ASSIGNED TASK: Starting at the top of the entries below, write out each line up to and including the one containing "POINT: one per instance on the green foliage". Leave the pictures out.

*** Opening of MATERIAL PROVIDED ***

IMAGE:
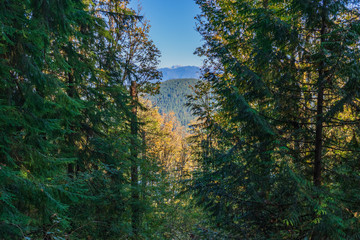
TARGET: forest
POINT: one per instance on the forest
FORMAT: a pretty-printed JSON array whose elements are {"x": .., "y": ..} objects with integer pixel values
[
  {"x": 172, "y": 97},
  {"x": 273, "y": 151}
]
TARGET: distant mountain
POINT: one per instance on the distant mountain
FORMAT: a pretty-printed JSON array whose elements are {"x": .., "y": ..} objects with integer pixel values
[
  {"x": 172, "y": 98},
  {"x": 178, "y": 72}
]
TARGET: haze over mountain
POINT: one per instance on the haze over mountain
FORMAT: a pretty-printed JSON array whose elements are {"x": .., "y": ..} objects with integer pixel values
[
  {"x": 172, "y": 98},
  {"x": 179, "y": 72}
]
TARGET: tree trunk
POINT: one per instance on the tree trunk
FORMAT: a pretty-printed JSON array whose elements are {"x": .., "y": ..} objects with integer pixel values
[
  {"x": 320, "y": 107},
  {"x": 135, "y": 218},
  {"x": 71, "y": 94}
]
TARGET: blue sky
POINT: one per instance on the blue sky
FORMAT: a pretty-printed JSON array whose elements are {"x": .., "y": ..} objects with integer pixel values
[{"x": 173, "y": 30}]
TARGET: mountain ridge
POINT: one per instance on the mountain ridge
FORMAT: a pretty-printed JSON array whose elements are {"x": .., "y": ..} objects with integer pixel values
[{"x": 180, "y": 72}]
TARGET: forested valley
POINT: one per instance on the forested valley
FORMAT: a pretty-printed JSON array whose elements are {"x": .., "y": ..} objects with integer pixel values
[{"x": 273, "y": 150}]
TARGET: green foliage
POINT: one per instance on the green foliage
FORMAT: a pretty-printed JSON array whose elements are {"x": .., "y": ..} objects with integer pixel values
[
  {"x": 276, "y": 143},
  {"x": 172, "y": 98},
  {"x": 64, "y": 118}
]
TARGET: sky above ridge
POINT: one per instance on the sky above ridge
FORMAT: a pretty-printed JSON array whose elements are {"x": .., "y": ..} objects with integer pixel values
[{"x": 173, "y": 30}]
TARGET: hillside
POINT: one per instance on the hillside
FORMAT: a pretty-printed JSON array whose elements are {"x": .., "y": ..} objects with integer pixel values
[
  {"x": 172, "y": 97},
  {"x": 179, "y": 72}
]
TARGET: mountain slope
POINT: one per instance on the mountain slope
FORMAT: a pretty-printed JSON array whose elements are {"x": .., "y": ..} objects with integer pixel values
[
  {"x": 178, "y": 72},
  {"x": 172, "y": 98}
]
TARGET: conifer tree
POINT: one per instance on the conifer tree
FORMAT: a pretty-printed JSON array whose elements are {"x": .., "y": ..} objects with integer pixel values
[{"x": 282, "y": 150}]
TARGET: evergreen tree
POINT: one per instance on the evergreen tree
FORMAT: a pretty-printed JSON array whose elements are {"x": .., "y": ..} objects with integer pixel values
[{"x": 280, "y": 159}]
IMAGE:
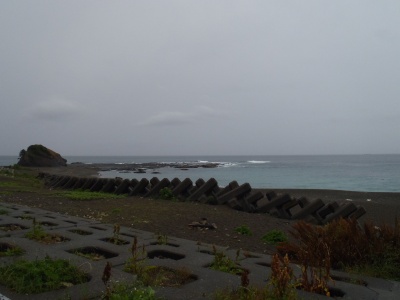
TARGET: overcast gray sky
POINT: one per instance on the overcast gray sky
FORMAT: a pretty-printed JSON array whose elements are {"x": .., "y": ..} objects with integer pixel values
[{"x": 200, "y": 77}]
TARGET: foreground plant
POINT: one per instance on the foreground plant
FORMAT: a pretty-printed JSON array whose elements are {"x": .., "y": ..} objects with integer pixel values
[
  {"x": 32, "y": 277},
  {"x": 281, "y": 285},
  {"x": 10, "y": 250},
  {"x": 345, "y": 245}
]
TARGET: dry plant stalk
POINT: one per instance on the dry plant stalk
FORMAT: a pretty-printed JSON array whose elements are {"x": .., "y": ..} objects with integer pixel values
[
  {"x": 282, "y": 278},
  {"x": 106, "y": 273}
]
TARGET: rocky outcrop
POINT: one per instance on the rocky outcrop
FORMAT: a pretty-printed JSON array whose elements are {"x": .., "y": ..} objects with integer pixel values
[{"x": 40, "y": 156}]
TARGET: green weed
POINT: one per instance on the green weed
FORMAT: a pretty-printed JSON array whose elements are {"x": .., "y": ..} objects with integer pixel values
[
  {"x": 3, "y": 211},
  {"x": 274, "y": 237},
  {"x": 129, "y": 291},
  {"x": 33, "y": 277}
]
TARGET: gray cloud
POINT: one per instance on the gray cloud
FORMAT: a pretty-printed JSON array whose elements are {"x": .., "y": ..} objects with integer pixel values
[
  {"x": 54, "y": 110},
  {"x": 177, "y": 118},
  {"x": 240, "y": 77}
]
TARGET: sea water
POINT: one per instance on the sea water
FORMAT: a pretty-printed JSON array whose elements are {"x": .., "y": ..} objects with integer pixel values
[{"x": 374, "y": 173}]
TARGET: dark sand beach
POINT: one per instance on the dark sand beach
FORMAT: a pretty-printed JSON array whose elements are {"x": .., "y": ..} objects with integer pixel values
[{"x": 172, "y": 218}]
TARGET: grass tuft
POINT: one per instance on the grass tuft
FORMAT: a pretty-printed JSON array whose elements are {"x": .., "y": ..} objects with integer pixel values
[{"x": 33, "y": 277}]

*** Close of MATERIAL PROVIDED ***

PROBLEM SOLUTION:
IMAGE:
TARGET: forest
POINT: one per instance on the forest
FORMAT: a pretty-printed JSON array whose elements are {"x": .., "y": ..} objects with integer pixel values
[
  {"x": 172, "y": 97},
  {"x": 273, "y": 151}
]
TARGET: distant mountain
POINT: one per instance on the distant mountain
FORMAT: a pretty-printed JSON array whose elements are {"x": .., "y": ..} objects with integer pixel values
[
  {"x": 172, "y": 98},
  {"x": 178, "y": 72}
]
TARGET: haze over mountain
POINT: one per instance on the haze over mountain
FORMAT: a pretty-printed JSON array whose elements are {"x": .., "y": ..} objects with integer pixel values
[
  {"x": 172, "y": 98},
  {"x": 179, "y": 72}
]
TARGET: tree trunk
POINT: one per instance on the tree trunk
FORMAT: a pretty-printed JSON array whose elements are {"x": .., "y": ..} objects with integer pixel values
[
  {"x": 320, "y": 107},
  {"x": 135, "y": 218},
  {"x": 71, "y": 94}
]
TARGET: blue sky
POINT: one per instance on the blue sky
FORMAT: a pretty-printed JSON array whose elements are {"x": .., "y": ..} objects with integer pixel values
[{"x": 173, "y": 30}]
TARGET: mountain ridge
POINT: one per instance on the mountain ridge
FORMAT: a pretty-printed JSON array whose elements are {"x": .., "y": ..} objects with integer pixel values
[{"x": 180, "y": 72}]
TARGET: forested valley
POINT: one per instance on the forested valley
FORMAT: a pretty-printed JSON array whose elements are {"x": .., "y": ..} objects with integer pixel values
[{"x": 273, "y": 150}]
TARGET: green foliage
POINT: one per instance on the green foliage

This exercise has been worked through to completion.